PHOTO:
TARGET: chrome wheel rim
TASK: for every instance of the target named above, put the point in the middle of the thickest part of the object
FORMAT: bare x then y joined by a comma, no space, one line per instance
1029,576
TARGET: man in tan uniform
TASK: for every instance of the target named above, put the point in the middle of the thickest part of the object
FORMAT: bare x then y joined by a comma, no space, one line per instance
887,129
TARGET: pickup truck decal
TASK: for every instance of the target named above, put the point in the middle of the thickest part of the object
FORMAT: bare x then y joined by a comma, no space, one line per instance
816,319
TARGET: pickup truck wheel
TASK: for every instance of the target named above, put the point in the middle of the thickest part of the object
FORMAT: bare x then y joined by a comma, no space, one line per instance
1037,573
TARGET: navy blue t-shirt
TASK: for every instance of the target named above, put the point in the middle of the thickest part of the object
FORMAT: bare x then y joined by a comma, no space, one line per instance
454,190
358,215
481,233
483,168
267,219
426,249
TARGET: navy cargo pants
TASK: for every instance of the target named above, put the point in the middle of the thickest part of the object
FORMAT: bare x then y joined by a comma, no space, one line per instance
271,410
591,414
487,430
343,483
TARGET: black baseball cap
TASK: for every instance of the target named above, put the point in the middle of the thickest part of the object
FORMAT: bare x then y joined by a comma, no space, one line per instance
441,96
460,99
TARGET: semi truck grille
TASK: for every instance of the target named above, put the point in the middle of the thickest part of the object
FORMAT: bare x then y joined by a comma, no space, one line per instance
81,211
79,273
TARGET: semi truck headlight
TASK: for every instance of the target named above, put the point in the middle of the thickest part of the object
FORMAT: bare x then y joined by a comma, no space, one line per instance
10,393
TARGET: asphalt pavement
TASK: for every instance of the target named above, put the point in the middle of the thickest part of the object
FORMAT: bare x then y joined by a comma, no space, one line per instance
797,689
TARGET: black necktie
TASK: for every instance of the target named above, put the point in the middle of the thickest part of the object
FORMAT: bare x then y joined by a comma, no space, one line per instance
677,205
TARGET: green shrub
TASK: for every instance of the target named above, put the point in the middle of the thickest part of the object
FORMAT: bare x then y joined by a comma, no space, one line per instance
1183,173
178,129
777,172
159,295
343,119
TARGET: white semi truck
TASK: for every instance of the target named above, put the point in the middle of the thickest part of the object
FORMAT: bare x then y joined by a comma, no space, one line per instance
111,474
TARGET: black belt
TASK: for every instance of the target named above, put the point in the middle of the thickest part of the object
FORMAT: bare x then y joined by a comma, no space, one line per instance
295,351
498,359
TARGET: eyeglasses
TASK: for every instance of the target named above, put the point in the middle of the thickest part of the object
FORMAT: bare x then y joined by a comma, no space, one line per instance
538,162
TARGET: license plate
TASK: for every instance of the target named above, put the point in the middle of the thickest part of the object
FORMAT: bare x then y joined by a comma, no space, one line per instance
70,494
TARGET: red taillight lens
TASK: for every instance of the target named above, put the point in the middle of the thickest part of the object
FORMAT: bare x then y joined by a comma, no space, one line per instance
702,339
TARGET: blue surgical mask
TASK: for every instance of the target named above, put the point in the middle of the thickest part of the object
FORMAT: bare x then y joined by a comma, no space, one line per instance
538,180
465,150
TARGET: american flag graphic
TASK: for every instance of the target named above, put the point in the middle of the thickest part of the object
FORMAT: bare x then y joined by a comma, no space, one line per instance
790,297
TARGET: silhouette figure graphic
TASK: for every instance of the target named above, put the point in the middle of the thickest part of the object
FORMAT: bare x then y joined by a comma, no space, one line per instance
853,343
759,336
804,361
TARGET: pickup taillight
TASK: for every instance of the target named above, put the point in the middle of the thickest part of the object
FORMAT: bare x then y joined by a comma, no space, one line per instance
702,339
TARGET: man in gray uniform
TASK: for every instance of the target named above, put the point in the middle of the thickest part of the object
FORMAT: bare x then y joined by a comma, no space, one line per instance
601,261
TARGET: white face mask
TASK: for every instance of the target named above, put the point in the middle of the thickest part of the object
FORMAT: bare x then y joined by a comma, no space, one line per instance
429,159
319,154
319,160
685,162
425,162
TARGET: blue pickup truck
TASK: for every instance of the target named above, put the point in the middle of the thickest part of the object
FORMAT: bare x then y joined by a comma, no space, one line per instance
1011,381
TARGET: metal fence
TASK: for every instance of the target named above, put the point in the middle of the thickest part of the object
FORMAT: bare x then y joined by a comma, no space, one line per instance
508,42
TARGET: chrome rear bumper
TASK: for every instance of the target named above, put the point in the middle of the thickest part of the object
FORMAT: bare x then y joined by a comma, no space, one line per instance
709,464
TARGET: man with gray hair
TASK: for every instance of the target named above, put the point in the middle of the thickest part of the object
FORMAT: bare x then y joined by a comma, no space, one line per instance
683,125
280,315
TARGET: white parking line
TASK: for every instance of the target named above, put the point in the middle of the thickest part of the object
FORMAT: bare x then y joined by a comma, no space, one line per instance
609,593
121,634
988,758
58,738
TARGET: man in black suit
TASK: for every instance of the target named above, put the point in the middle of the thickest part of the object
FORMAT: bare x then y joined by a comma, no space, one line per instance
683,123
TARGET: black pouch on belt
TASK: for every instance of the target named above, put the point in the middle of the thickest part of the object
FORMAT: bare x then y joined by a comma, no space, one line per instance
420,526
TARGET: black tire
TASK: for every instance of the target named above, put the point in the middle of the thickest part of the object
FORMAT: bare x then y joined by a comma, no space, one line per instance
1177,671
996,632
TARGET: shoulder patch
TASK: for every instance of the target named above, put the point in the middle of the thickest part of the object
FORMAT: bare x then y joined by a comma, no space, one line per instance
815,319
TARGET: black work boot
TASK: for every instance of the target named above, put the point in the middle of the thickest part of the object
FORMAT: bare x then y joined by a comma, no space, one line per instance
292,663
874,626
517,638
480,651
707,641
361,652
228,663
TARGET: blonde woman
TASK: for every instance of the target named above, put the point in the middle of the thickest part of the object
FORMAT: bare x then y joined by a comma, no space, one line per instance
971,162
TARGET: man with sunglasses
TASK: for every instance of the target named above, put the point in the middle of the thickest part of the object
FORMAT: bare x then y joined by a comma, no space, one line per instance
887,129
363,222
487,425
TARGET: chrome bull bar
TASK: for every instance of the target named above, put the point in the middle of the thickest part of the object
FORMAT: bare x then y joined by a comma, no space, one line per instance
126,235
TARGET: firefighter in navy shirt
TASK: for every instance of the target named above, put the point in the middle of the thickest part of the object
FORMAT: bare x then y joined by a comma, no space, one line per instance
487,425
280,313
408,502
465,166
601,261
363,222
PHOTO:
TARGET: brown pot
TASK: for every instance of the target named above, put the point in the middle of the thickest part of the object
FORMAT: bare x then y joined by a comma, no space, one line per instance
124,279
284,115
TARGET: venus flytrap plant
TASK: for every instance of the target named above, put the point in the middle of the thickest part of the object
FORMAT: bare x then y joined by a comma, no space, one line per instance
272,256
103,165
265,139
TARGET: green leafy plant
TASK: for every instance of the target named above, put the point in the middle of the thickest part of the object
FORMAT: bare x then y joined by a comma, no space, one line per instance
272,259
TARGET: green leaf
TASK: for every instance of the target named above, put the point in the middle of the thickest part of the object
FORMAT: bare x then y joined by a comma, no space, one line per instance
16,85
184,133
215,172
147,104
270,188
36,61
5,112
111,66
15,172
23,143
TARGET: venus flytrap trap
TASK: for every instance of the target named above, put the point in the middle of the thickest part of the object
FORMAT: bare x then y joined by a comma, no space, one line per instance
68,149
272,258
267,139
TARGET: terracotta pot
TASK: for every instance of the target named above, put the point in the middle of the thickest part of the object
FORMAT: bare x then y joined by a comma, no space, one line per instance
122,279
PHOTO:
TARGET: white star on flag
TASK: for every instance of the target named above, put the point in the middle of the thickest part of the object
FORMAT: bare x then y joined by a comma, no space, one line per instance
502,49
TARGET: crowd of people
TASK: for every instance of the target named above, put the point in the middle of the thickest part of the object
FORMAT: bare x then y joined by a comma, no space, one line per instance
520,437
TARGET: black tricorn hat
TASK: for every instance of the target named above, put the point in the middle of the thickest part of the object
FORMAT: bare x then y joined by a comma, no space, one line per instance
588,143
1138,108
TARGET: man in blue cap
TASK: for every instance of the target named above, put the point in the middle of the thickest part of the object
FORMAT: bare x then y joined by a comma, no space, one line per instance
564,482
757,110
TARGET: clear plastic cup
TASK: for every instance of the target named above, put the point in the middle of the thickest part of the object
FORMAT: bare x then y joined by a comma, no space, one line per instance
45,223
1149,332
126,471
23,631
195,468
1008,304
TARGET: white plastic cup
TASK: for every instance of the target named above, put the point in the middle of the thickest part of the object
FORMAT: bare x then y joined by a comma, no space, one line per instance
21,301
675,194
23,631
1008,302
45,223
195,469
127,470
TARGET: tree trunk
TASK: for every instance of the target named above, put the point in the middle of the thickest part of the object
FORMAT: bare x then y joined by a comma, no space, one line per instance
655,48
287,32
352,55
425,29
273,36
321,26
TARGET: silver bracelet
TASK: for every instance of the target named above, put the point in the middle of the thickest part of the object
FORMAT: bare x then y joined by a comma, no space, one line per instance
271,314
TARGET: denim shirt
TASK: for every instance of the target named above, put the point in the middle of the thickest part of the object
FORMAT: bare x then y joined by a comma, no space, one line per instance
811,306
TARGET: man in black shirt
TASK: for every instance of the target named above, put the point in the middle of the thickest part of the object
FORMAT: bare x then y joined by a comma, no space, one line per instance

········

Instructions to follow »
In the data above, repeat exactly each line from the first through the line that contains "TARGET: man in tan uniform", and give nothing else.

Solution to this task »
PHOTO:
TARGET: chrome wheel rim
TASK: for every instance of the target named above, put the point in the middle of the thickest part of the object
FORMAT: bare x then y joined by a comma, no space, one line per instance
1029,576
TARGET: man in tan uniform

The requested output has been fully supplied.